-- Start of Given text --

In [1]:
%load_ext autoreload
%autoreload 2
import pandas as pd
import numpy as np
from transformers import AutoTokenizer, AutoModel
from sentence_transformers import SentenceTransformer
import torch
from dataset import *
from data_handler import *
from embeddings import *
from vector_store import *

In [80]:
dataset_manager = FinanceRAGDataset("../data")

# List available datasets
print("Available datasets:", dataset_manager.list_datasets())

# Load corpus and queries from a specific dataset
DATASET_NAME = "TATQA"
convfinqa_corpus, convfinqa_queries, convfinqa_qrels = dataset_manager.load_dataset(DATASET_NAME)

Available datasets: ['ConvFinQA', 'FinQA', 'MultiHeritt', 'TATQA']


In [81]:
# Only docs with labels
doc_ids = np.array([query["_id"] for query in convfinqa_corpus])
doc_texts = np.array([query["text"] for query in convfinqa_corpus])
mask_queries = np.isin(doc_ids, np.unique(convfinqa_qrels["corpus_id"]))
doc_ids = doc_ids[mask_queries]
doc_texts = [[doc] for doc in doc_texts[mask_queries]]
corpus = dict(zip(doc_ids, doc_texts))

# Get the queries
query_ids = np.array([query["_id"] for query in convfinqa_queries])
query_texts = np.array([query["text"] for query in convfinqa_queries])
mask_queries = np.isin(query_ids, np.unique(convfinqa_qrels["query_id"]))
query_ids = query_ids[mask_queries]
query_texts = query_texts[mask_queries]
queries = dict(zip(query_ids, query_texts))

In [82]:
print(len(corpus), len(queries))

248 498


In [83]:
# # Extract tables from the corpus
# tables = {}
# for id, doc in corpus.items():
#     tables[id] = extract_tables(doc[0])

-- End of Given text --
-- Start of Extracted information --

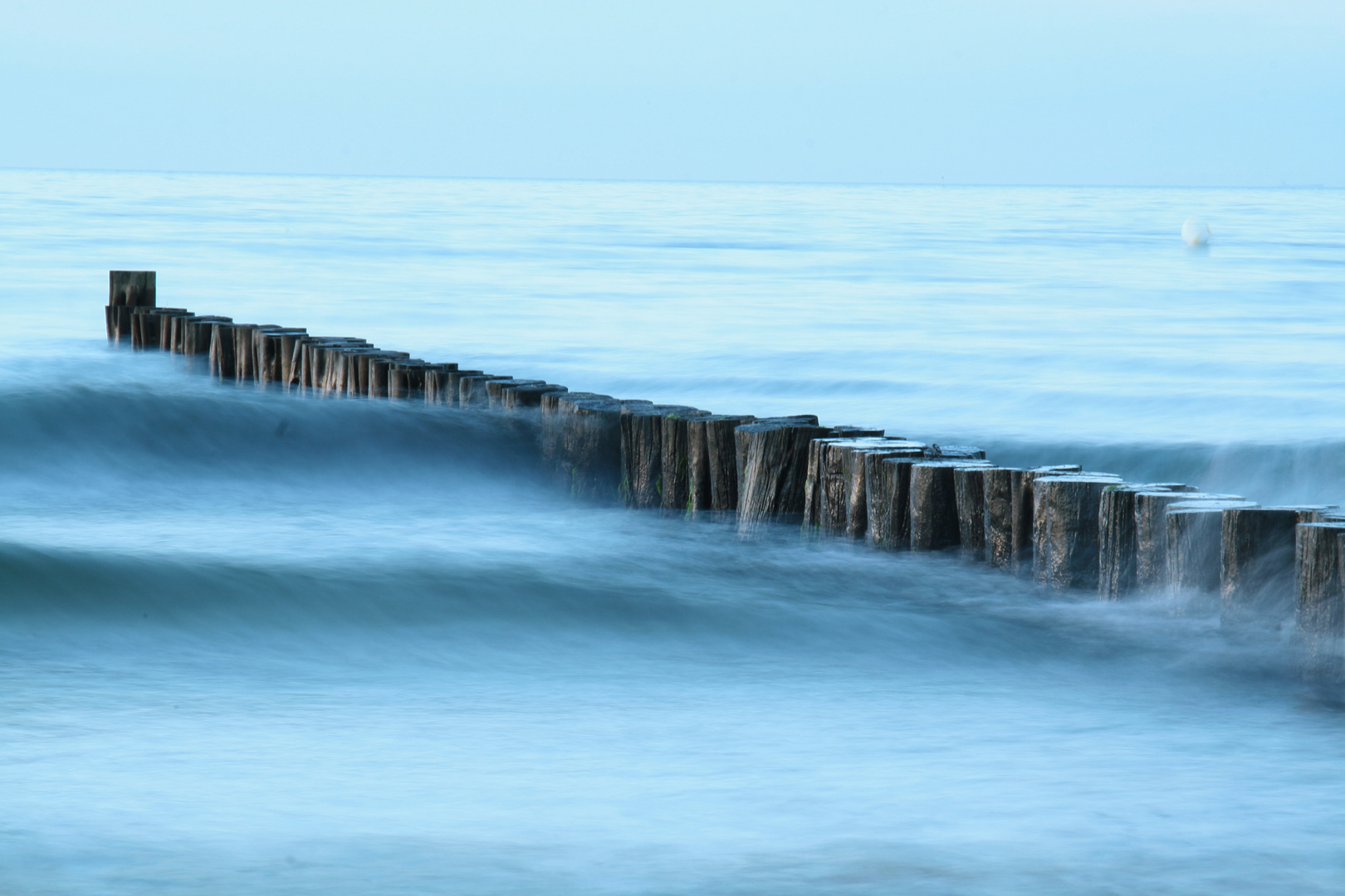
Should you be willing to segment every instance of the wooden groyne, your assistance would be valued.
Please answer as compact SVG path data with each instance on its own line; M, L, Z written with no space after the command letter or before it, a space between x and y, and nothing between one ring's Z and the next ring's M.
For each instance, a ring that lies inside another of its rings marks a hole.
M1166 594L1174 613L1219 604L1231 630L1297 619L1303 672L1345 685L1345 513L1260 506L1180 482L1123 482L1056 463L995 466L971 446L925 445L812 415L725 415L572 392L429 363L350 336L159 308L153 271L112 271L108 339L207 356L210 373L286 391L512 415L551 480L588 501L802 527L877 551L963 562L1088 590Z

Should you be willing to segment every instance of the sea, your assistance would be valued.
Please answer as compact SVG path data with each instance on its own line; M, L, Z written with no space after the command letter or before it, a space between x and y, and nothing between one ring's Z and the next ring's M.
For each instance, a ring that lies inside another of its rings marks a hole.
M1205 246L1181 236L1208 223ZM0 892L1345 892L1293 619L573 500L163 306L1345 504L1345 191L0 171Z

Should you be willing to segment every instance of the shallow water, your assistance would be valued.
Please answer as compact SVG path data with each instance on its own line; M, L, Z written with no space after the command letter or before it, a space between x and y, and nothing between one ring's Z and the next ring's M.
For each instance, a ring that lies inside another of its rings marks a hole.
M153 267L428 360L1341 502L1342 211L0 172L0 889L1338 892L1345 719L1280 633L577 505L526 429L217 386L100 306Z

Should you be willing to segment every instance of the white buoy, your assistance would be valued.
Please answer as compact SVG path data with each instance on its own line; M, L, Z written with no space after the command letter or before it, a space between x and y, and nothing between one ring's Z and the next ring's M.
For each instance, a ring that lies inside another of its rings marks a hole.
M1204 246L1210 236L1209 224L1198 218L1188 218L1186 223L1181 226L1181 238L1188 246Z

-- End of Extracted information --
-- Start of Extracted information --

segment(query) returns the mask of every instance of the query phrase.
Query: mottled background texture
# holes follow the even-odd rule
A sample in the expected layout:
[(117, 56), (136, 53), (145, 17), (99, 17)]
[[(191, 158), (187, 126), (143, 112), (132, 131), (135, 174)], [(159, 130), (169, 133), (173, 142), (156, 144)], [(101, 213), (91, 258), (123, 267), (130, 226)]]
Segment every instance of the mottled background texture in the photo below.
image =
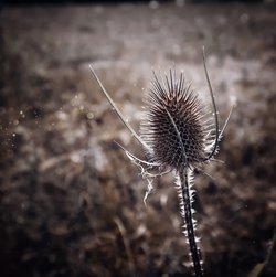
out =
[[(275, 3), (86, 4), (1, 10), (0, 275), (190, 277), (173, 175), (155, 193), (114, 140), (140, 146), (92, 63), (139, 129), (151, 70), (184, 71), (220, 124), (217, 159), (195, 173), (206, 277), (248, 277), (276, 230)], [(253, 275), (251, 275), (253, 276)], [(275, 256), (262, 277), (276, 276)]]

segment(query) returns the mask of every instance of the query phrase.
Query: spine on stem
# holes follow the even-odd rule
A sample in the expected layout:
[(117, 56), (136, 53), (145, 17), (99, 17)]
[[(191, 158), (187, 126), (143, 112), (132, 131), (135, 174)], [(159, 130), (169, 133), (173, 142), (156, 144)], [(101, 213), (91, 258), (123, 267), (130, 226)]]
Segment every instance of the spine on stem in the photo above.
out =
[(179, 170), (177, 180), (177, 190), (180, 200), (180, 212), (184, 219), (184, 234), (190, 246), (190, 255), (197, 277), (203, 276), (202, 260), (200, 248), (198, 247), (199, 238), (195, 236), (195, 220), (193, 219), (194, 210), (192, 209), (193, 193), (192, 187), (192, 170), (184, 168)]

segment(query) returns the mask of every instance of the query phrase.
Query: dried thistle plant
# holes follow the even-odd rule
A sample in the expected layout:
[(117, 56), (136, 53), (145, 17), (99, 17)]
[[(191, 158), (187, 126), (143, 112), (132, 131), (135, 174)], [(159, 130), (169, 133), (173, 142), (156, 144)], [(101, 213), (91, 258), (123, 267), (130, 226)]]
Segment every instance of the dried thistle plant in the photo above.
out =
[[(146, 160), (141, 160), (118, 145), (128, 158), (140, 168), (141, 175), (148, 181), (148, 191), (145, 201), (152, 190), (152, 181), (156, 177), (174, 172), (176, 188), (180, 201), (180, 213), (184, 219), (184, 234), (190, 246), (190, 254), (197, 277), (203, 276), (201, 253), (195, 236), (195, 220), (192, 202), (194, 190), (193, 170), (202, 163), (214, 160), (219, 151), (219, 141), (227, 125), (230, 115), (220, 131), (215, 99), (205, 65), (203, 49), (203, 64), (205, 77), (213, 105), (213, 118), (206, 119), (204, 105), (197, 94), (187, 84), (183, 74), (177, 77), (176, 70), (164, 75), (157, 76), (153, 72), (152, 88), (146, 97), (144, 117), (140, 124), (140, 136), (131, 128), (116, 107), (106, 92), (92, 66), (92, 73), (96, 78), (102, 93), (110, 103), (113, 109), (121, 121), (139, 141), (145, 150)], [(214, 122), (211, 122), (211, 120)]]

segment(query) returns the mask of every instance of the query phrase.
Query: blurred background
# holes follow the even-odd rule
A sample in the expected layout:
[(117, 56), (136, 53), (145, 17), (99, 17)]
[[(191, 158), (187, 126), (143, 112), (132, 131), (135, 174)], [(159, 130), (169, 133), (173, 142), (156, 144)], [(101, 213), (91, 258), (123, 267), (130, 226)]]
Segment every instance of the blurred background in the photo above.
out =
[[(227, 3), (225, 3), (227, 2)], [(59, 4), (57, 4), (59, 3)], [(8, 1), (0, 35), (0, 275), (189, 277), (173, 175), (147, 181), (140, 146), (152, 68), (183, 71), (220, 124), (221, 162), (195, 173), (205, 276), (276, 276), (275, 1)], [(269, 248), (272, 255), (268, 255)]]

-- End of Extracted information --
-- Start of Extracted information --

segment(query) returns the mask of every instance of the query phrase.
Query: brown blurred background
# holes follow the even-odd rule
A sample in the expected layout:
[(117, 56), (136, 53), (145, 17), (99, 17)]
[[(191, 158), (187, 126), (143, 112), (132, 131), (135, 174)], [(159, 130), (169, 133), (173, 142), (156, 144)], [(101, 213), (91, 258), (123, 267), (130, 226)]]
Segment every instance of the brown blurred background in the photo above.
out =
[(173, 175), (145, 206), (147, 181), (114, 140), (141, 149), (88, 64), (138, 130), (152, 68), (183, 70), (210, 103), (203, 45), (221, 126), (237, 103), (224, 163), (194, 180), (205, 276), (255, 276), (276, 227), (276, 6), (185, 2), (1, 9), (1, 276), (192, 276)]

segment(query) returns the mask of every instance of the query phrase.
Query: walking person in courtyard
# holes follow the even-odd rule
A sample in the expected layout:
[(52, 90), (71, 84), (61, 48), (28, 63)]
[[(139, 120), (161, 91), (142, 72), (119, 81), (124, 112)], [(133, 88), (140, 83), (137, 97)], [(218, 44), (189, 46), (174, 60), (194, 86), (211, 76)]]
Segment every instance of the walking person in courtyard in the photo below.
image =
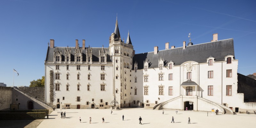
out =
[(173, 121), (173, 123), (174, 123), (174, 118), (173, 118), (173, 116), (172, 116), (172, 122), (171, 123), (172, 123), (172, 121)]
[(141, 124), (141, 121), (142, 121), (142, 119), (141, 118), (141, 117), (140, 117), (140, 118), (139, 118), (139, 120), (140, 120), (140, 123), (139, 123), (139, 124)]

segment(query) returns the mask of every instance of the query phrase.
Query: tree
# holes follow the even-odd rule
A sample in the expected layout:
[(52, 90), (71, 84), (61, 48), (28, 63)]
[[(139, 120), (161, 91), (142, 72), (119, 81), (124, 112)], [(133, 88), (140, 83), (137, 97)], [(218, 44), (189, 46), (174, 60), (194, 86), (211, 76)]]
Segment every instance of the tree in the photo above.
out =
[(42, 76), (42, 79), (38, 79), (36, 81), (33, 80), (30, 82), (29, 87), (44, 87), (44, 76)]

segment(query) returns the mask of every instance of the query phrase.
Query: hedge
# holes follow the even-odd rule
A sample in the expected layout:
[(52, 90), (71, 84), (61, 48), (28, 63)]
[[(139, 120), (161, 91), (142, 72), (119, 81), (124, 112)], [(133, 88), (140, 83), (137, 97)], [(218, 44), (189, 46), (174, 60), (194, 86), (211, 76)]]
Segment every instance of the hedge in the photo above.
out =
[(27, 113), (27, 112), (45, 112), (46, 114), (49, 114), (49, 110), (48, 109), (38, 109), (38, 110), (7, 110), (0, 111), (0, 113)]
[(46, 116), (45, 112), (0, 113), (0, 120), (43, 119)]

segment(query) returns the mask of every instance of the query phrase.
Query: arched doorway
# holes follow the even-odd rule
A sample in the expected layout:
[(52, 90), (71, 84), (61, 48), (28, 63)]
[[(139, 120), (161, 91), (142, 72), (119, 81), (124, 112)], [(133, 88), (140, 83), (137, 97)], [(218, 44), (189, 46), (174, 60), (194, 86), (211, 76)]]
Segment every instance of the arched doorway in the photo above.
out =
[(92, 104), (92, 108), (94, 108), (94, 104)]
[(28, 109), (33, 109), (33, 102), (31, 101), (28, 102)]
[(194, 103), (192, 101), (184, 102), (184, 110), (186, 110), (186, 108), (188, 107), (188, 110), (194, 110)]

-- End of Extracted information --

**Complete the following:**
• 1. In the notebook, reproduce the part that opens with "# Get the queries" and closes with "print(len(corpus), len(queries))", switching "mask_queries" to "query_mask".
• 2. In the notebook, what two numbers does the line print(len(corpus), len(queries)) output?
• 3. List every dataset name in the notebook's "Available datasets" output.

**Results in order:**
• 1.
# Get the queries
query_ids = np.array([query["_id"] for query in convfinqa_queries])
query_texts = np.array([query["text"] for query in convfinqa_queries])
query_mask = np.isin(query_ids, np.unique(convfinqa_qrels["query_id"]))
query_ids = query_ids[query_mask]
query_texts = query_texts[query_mask]
queries = dict(zip(query_ids, query_texts))

In [82]:
print(len(corpus), len(queries))

• 2. 248 and 498

• 3. ConvFinQA, FinQA, MultiHeritt, TATQA